- **Page excerpt**

In the elderly, vision, hearing and balance can be altered through chronic exposure to a range of chemicals including heavy metals, phthalates, arsenic, pesticides, phenols, hydrocarbons and polyfluorinated compounds. And it has been further observed that these chemicals might lead to difficulties in thinking and memory as well. It is thought that these chemicals may disrupt nerve regulation in the brain.
Effects on emotions
If environmental chemicals can impair our organs and change our nervous system, then it only makes sense that they might have effects on our emotional health, as well.
Indeed, researchers recently discovered that higher levels of parabens and polyaromatic hydrocarbons in urine may be an indicator that a person needs more emotional support, such as talking over problems or help making difficult decisions, than others with lower concentrations do. Such relationship exists whether or not people might have other health conditions, including mental health problems.
These chemicals are both quite common. Parabens are often used as preservatives in cosmetic and pharmaceutical products, and polyaromatic hydrocarbons are found in exhaust, asphalt, coal tar, smoke, soil and charbroiled foods.
These chemicals may trigger a physical reaction that ultimately leads to the disruption of emotions. Daily exposure to these chemicals could lead to a person developing a dependency on them. This can induce inflammation or immune function to alert cell injury or damage. And that could, in turn, chronically disturb neuron functioning, leading to the disruption of emotions, and hence a need for more emotional support. Recent research has even linked these pollution-induced brain changes with heightened suicide risk.
How do we know when we are exposed to unnecessary environmental chemicals?
Once we know the relationships of harmful chemicals and health, we can start to figure out how to lessen or prevent exposure to these chemicals. This could mean reducing our use of the consumer products that contain these substances. However, consumers should be discerning when choosing replacement products, as scientists recently discovered that toxic chemicals are present even in products labeled as “non-toxic,” “all-natural,” “green” or “organic.”

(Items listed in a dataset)
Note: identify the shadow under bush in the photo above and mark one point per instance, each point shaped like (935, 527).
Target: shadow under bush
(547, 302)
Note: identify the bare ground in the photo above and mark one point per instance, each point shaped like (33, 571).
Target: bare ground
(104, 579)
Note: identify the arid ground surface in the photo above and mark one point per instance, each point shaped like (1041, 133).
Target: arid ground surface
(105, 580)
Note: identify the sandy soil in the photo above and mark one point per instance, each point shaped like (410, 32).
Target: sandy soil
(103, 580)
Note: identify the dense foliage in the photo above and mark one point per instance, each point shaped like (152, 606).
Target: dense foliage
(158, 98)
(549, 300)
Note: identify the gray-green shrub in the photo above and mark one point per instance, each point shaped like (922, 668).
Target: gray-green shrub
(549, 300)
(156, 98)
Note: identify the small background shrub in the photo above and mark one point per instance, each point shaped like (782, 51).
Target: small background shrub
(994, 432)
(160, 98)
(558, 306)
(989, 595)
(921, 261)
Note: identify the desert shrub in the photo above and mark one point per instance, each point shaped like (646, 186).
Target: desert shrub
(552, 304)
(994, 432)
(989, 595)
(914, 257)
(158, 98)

- **Required tasks**
[1] In one to three sentences, explain why the passage on environmental chemicals says consumers should be careful when picking replacement products.
[2] Write what comes next in the passage on environmental chemicals, picking up after its final sentence.
These rows were taken from a different source than the text.

- **Results of the exercise**
[1] Scientists recently found that toxic chemicals are present even in products labeled "non-toxic," "all-natural," "green" or "organic." So a label alone doesn't show that a replacement product is free of harmful substances.

[2]
Buildings built more than 30 years ago could be another source of exposure and therefore need our attention to renovate. They could emit chemicals that harm our health because they have building materials that contain harmful chemicals like lead, as well as other environmental pollutants like mold.
A screening program is one of the ways to identify housing and chemical issues at an early stage.
Another way is through an unpleasant smell which is exactly what it sounds like. The presence of unpleasant odors might direct us to where the excess chemicals around us are. These issues could also be detected by reviewing self-rated health. This is an indicator of physical and mental health issues, created by asking people questions about their health. And based on new research about environmental chemicals and oral health, one could also look at teeth from time to time.
Additionally, personalized tools like the EPA’s MyEnvironment site can help individuals identify the most common hazardous chemicals they come across in their everyday lives. The EPA tool allows a user to enter geographic information (zip code, city or state) and find federal, state and local information about environmental conditions and features in that area, linking the toxin(s) with potential health effects.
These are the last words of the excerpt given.